From the records below, keep only the lines that contain the string "window", and copy each of them out in full.

* [Rows]:
%%

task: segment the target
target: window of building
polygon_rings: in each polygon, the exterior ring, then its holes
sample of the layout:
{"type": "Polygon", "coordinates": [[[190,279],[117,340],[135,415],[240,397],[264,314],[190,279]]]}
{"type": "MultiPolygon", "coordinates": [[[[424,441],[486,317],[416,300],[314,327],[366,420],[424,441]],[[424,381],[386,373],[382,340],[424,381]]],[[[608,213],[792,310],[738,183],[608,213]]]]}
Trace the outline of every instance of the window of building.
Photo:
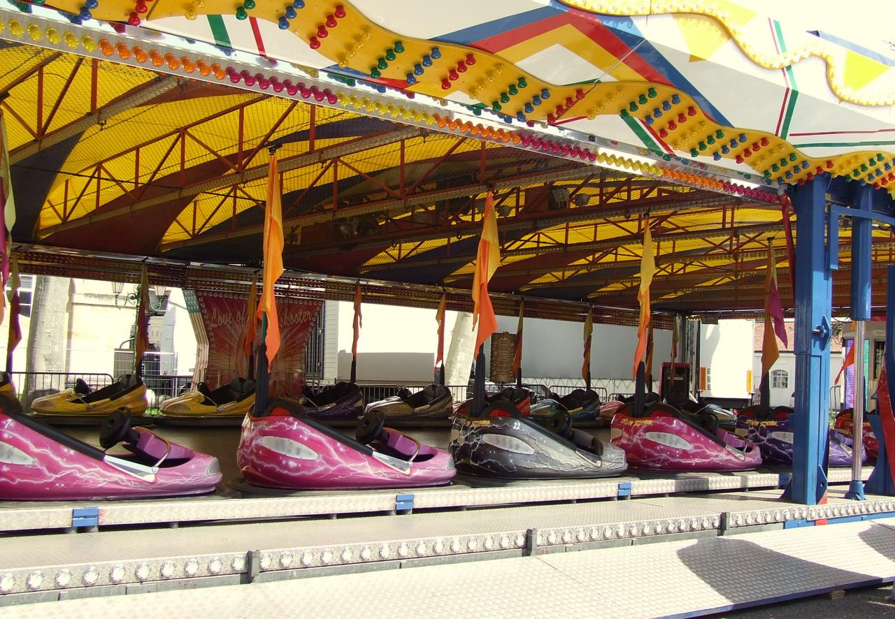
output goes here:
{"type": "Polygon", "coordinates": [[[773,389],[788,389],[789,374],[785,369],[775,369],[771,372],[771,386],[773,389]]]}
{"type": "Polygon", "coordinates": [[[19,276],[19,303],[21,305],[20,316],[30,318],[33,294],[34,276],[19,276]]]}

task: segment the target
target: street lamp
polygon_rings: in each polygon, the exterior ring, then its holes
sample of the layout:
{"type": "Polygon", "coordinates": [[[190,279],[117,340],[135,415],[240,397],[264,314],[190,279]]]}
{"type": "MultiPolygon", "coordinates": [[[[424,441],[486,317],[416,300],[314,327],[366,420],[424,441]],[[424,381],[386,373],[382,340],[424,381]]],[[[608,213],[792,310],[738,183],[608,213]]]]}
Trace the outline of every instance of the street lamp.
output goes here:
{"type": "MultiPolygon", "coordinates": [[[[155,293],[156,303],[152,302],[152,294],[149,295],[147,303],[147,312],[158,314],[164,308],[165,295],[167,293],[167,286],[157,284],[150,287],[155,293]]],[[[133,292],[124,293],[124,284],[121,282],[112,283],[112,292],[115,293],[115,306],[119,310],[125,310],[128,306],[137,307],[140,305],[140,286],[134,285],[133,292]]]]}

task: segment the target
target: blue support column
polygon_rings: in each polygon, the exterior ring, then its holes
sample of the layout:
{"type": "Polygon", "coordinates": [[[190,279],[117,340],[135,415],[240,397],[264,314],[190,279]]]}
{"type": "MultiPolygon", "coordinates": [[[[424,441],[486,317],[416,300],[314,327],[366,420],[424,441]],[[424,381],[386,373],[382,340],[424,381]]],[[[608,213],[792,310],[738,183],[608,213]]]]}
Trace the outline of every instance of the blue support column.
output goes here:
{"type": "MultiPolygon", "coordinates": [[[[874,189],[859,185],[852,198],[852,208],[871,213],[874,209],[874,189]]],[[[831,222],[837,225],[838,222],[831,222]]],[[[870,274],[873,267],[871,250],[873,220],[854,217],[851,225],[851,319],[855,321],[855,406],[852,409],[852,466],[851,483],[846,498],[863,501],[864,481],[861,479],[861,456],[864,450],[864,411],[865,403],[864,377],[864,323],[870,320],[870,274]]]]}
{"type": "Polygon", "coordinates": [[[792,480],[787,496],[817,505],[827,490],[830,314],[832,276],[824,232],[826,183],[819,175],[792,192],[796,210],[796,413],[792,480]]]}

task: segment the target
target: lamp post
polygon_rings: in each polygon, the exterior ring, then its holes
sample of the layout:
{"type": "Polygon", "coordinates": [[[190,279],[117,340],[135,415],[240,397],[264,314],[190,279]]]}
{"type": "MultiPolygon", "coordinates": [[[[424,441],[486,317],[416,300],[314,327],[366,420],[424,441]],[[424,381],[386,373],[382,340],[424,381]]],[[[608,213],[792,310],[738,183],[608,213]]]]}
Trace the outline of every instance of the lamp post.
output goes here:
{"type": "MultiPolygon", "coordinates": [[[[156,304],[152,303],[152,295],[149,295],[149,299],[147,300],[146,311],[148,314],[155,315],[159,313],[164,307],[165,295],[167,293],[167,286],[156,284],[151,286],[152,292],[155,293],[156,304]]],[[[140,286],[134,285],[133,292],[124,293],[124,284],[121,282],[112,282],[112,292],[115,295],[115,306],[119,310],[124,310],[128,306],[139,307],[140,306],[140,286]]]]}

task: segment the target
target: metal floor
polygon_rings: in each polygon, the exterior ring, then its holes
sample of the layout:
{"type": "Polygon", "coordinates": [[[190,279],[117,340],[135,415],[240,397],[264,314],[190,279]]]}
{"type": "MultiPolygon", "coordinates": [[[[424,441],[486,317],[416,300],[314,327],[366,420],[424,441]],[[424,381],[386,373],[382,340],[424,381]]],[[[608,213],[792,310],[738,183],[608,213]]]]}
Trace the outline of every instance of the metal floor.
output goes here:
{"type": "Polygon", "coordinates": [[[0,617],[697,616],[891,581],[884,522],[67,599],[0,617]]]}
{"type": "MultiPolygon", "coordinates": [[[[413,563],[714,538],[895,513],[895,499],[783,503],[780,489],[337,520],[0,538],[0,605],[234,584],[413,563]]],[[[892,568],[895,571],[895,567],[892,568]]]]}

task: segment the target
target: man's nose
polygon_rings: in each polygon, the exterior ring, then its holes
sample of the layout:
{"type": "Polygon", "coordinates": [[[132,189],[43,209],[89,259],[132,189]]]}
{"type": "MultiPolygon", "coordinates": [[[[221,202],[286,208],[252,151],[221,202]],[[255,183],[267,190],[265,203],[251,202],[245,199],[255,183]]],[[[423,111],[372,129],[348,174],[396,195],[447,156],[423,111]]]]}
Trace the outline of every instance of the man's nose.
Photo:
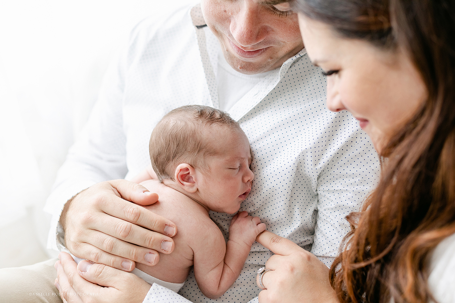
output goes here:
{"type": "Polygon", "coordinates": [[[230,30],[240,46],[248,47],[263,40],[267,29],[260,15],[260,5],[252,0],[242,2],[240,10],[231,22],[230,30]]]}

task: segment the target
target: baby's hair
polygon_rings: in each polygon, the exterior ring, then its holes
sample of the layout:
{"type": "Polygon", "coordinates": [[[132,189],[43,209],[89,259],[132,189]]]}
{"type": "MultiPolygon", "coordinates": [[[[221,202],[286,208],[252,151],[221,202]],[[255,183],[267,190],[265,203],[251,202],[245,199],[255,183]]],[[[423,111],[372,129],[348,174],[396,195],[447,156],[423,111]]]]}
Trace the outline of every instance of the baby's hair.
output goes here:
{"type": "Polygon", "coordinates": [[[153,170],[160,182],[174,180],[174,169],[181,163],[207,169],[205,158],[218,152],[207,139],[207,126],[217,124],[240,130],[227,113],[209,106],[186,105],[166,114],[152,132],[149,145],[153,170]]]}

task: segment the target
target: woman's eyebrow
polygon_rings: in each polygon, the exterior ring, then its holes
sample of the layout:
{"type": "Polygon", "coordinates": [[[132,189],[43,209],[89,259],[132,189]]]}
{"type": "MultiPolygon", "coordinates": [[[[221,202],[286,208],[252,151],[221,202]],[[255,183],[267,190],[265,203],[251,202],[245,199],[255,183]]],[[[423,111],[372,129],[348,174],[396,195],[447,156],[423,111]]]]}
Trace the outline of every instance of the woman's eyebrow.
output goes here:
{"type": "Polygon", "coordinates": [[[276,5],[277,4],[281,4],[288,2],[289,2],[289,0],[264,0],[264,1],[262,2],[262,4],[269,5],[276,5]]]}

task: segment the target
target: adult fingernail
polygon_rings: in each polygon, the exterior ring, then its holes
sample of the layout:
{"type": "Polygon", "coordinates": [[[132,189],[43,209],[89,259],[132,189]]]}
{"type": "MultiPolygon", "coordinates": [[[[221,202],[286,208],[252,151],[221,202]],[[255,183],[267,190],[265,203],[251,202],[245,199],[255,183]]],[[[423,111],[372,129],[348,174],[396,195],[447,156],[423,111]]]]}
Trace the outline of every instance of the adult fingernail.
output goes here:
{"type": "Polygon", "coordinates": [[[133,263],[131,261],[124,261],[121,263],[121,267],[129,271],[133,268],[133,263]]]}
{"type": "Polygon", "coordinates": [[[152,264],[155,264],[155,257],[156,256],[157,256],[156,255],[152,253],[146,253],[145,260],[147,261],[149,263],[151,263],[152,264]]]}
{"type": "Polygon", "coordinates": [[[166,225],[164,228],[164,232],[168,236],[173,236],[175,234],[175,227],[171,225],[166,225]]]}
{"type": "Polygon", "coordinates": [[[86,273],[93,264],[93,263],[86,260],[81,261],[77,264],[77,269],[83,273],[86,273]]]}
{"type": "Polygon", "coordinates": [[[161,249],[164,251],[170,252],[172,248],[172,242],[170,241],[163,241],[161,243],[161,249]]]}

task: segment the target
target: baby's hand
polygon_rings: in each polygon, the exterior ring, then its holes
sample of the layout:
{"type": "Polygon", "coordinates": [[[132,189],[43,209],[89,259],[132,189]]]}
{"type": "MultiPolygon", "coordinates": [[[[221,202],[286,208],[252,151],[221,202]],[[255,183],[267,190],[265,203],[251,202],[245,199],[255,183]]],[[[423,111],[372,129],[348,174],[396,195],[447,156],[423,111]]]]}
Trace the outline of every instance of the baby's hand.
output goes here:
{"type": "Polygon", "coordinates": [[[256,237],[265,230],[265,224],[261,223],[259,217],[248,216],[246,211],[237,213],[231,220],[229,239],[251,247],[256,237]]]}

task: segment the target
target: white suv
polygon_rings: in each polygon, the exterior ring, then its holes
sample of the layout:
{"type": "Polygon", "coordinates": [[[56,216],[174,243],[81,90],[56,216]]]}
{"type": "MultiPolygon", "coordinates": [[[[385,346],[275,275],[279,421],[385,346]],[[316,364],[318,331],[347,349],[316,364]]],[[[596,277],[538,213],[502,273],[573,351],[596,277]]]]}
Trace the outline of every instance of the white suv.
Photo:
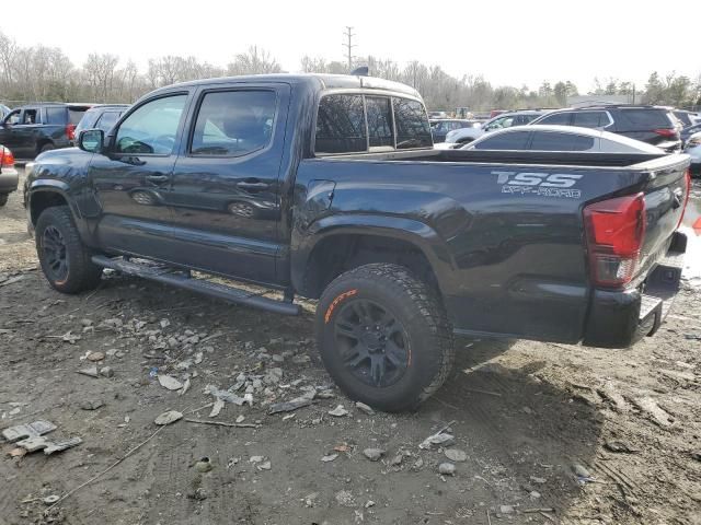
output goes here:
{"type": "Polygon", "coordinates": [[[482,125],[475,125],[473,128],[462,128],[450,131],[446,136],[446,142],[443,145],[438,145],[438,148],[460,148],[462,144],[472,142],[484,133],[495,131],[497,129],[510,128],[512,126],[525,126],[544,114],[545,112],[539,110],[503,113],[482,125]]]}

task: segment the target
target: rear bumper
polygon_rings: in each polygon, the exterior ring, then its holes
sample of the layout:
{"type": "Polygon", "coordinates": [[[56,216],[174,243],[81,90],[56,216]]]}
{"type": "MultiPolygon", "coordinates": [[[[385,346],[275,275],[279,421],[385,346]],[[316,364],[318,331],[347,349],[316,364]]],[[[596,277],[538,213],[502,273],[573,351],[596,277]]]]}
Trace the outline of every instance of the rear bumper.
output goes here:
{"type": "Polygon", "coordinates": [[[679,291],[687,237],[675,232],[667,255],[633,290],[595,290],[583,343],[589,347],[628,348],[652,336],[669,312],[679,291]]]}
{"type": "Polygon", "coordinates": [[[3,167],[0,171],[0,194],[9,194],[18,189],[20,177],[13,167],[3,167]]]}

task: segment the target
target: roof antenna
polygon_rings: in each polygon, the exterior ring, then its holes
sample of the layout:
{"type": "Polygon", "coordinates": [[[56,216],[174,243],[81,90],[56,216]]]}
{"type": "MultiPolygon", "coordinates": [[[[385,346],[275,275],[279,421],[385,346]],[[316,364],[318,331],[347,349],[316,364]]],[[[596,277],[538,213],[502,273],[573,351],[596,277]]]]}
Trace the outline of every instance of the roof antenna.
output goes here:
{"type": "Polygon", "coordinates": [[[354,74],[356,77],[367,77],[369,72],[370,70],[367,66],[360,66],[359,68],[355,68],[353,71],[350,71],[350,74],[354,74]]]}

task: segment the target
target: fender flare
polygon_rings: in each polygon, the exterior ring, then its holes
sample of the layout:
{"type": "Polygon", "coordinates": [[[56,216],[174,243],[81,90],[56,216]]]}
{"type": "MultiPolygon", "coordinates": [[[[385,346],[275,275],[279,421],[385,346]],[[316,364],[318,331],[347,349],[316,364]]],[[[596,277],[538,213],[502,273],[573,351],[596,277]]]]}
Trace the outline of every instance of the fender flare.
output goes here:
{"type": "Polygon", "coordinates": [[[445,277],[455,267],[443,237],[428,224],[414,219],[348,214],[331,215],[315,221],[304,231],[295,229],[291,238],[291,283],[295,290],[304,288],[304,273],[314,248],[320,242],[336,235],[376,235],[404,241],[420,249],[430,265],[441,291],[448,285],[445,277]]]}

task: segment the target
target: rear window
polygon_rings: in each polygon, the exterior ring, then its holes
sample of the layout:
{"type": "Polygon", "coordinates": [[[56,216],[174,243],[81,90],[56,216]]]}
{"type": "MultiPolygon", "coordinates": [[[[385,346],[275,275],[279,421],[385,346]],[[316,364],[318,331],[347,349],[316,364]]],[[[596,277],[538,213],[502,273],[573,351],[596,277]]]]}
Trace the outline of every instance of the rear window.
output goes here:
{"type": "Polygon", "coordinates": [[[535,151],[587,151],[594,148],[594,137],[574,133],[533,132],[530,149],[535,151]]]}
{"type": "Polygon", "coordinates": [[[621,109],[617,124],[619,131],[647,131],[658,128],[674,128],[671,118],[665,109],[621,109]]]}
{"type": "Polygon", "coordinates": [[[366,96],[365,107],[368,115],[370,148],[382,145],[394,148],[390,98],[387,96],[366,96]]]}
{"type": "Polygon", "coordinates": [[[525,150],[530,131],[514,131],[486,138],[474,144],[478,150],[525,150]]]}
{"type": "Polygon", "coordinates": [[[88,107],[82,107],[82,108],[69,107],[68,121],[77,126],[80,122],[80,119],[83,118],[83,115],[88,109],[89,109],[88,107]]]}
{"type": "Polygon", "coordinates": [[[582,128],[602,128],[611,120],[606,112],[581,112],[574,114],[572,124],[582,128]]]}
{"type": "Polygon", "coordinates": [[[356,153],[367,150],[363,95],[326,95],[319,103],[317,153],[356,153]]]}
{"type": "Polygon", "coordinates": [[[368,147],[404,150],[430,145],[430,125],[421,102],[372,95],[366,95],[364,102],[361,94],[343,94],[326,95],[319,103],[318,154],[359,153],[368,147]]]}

%%

* [Task result]:
target: window of building
Trace the outline of every instance of the window of building.
target: rear window
Trace the outline of every instance of the rear window.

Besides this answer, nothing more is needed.